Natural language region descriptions
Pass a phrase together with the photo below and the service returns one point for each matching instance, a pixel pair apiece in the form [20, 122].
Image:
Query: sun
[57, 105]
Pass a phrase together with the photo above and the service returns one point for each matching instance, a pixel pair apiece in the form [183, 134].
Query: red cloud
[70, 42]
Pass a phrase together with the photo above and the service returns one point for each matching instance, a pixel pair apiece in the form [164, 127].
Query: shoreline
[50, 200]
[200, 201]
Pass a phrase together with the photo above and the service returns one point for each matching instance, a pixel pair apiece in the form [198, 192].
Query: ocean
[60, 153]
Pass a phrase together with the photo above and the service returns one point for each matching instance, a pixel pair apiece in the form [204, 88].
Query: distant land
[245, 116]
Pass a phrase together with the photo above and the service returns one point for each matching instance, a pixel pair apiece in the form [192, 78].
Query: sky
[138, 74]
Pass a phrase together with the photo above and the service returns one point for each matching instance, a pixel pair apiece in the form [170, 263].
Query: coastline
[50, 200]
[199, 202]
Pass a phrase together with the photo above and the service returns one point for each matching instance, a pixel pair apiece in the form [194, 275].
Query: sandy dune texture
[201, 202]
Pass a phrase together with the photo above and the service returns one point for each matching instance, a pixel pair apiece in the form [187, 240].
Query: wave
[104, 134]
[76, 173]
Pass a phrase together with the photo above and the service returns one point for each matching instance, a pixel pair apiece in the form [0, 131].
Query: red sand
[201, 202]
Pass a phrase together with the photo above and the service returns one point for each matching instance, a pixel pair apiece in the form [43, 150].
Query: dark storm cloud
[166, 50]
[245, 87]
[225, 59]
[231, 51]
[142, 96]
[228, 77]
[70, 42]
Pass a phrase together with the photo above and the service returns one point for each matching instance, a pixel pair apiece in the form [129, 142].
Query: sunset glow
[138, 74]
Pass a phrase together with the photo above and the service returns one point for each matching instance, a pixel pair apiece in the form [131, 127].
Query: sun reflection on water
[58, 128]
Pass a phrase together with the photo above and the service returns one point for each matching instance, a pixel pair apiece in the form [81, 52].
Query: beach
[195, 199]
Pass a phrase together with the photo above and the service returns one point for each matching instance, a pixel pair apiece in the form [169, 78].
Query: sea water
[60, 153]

* **Exercise aim**:
Exact repetition is required: return every record shown above.

* **Task answer**:
Pass a phrase together with the photo below and the service returns one point for each matching instance, a pixel pair apiece in the form [20, 122].
Image:
Query: sun
[57, 105]
Pass a phrase together with the photo above and the service returns one point for each matching instance, a pixel pair apiece in the form [183, 134].
Query: red cloud
[70, 42]
Pass a phrase together with the photo above and the service returns one point for each matching instance, a pixel pair apiece in the form [164, 127].
Query: shoreline
[50, 200]
[200, 201]
Pass a phrase together with the photo above and the service returns one point for each matching instance, a pixel pair apiece in the form [198, 192].
Query: ocean
[60, 153]
Pass a phrase together with the photo above and the service returns one point for each matching instance, a pixel pair apiece in the form [204, 88].
Query: distant land
[245, 116]
Pass a phrase together with the photo above and the service returns one point for each matching instance, a pixel pair apiece in the form [192, 78].
Query: sky
[138, 74]
Pass a phrase together with the photo above and the service returns one point for each matching instance, a pixel pair apiece in the form [170, 263].
Query: coastline
[50, 200]
[199, 202]
Pass a phrase together with the photo above and the service returns one point for each matching instance, a pixel pair apiece in the form [194, 275].
Query: sandy dune texture
[201, 202]
Pass a phrase together with the photo above and the service returns one point for each matching instance, a pixel pair apiece in the form [187, 240].
Query: wave
[104, 134]
[76, 173]
Pass a phrase together with the photo above and the service returns one point for each matching instance, a pixel pair apiece in the form [0, 131].
Query: red sand
[201, 202]
Pass a phrase together with the photo above and the service returns one point for each matching instance, a pixel pair apiece in the form [43, 150].
Query: dark storm cloud
[166, 50]
[245, 87]
[225, 59]
[231, 51]
[142, 96]
[228, 77]
[70, 42]
Pass a phrase together with the photo above and the service returns one point for each matching instance, a pixel pair apiece in the form [129, 142].
Query: sunset glow
[138, 74]
Pass a phrase together with the photo above and the service returns one point for each matching instance, a pixel pair apiece in the form [131, 127].
Query: sun reflection on water
[58, 128]
Pass a phrase together with the photo above and the service returns one point for each matching instance, a pixel pair apiece in the form [81, 52].
Query: beach
[195, 199]
Pass a phrase together with the photo above and the service returns one point for each matching instance, a pixel pair apiece in the form [169, 78].
Query: sea water
[60, 153]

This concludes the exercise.